Copy the part of the records below that opens with the line containing "Confirm that each instance of the tie" and closes with the final line of the records, including both of those lines. Reproduce every line without changing anything.

| Data lines |
···
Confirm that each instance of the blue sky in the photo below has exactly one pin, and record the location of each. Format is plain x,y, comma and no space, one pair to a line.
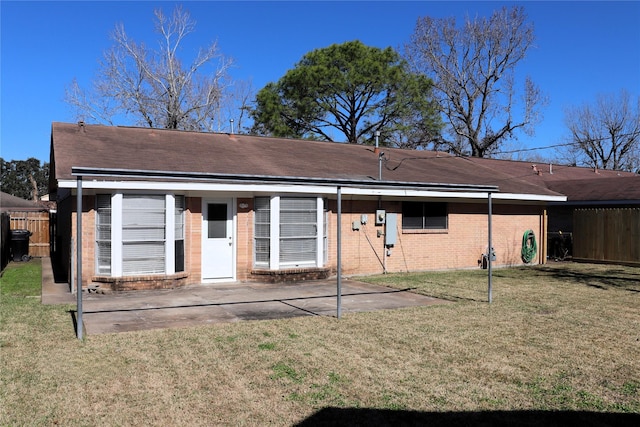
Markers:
582,49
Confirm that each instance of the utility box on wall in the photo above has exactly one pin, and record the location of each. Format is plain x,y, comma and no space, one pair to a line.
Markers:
390,235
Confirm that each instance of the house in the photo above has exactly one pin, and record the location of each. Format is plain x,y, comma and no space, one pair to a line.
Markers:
586,189
164,208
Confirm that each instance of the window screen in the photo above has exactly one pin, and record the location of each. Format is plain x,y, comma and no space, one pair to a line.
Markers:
262,230
179,233
298,231
143,234
424,216
103,234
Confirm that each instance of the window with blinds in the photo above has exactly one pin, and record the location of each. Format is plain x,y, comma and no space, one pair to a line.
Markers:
179,233
143,234
298,231
262,231
103,234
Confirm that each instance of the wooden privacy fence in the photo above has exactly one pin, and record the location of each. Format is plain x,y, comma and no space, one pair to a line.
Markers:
38,224
607,235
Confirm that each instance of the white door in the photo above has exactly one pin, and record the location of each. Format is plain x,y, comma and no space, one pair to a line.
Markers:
217,240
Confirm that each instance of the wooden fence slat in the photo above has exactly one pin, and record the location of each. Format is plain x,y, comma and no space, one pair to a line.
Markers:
607,234
38,224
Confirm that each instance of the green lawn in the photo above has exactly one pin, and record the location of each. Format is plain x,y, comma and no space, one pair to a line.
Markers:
560,343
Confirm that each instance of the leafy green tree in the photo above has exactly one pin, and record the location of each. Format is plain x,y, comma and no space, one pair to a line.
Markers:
26,179
347,92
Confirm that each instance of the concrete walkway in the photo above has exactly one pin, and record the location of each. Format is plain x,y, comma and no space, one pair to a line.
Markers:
229,302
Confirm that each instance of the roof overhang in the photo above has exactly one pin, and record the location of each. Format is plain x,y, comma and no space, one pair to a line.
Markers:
153,180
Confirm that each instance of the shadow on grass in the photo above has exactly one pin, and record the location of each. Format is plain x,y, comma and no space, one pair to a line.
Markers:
609,278
382,417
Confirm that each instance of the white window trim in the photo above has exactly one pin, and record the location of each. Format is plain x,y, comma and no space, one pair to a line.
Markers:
116,234
170,233
274,235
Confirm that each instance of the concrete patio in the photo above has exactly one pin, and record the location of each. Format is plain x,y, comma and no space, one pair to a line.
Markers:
228,302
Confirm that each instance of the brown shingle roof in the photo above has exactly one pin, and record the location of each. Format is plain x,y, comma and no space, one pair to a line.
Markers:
96,146
577,183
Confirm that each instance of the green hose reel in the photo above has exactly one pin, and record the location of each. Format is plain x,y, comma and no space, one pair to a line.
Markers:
529,246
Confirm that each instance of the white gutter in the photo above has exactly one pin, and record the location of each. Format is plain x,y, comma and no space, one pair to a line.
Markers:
298,189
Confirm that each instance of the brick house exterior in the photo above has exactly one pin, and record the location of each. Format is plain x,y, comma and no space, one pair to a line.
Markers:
169,208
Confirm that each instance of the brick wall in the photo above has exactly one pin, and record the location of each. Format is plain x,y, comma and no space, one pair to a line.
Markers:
363,251
460,246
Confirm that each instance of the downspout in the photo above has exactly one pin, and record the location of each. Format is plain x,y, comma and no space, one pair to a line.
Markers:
79,257
489,252
339,256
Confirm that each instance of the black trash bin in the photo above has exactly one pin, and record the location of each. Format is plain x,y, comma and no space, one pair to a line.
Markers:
20,245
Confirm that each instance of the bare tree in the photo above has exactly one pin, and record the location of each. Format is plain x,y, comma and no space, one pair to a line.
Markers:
473,72
606,134
151,85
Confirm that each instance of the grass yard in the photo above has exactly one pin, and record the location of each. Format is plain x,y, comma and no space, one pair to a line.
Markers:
560,345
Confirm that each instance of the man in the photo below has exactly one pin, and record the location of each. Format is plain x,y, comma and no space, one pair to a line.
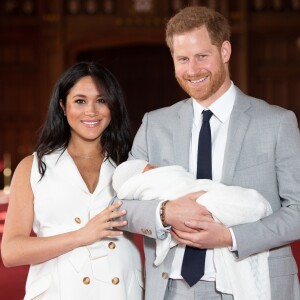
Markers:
253,145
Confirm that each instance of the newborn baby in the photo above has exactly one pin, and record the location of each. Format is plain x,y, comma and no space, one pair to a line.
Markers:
229,205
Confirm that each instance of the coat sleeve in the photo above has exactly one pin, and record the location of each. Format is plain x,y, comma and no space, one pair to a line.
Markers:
283,226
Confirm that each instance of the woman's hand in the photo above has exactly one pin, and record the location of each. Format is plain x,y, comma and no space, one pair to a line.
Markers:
102,225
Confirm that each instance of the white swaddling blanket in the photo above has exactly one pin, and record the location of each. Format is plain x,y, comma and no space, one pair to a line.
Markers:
246,279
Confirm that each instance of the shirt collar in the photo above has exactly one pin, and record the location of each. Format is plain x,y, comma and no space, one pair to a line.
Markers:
221,108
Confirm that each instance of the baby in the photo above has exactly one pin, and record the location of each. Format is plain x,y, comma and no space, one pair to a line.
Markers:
229,205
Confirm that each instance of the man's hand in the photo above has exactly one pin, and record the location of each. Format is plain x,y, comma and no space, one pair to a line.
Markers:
204,234
185,208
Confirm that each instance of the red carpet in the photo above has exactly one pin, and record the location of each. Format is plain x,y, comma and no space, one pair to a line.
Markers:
12,280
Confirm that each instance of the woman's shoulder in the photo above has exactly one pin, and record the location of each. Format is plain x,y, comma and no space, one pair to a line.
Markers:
25,163
23,169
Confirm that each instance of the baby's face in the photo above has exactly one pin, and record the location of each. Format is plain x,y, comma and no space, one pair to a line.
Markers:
149,167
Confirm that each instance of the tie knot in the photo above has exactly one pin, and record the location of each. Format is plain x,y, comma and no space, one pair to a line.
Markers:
206,115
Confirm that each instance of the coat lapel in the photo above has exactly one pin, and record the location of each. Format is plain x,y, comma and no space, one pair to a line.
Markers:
238,125
182,134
···
| Exercise response |
Confirm that each instance of the tie knot in the photo above has exactly one pin, and record the location of each. Format is plain x,y, comma and no space, one pair to a line.
Markers:
206,115
Confirm that each instance of the coat lapel in the photo above has exactly one pin, and record the location of each. Format is plain x,y, comma and no space, one pair to a line.
Markers:
238,125
182,134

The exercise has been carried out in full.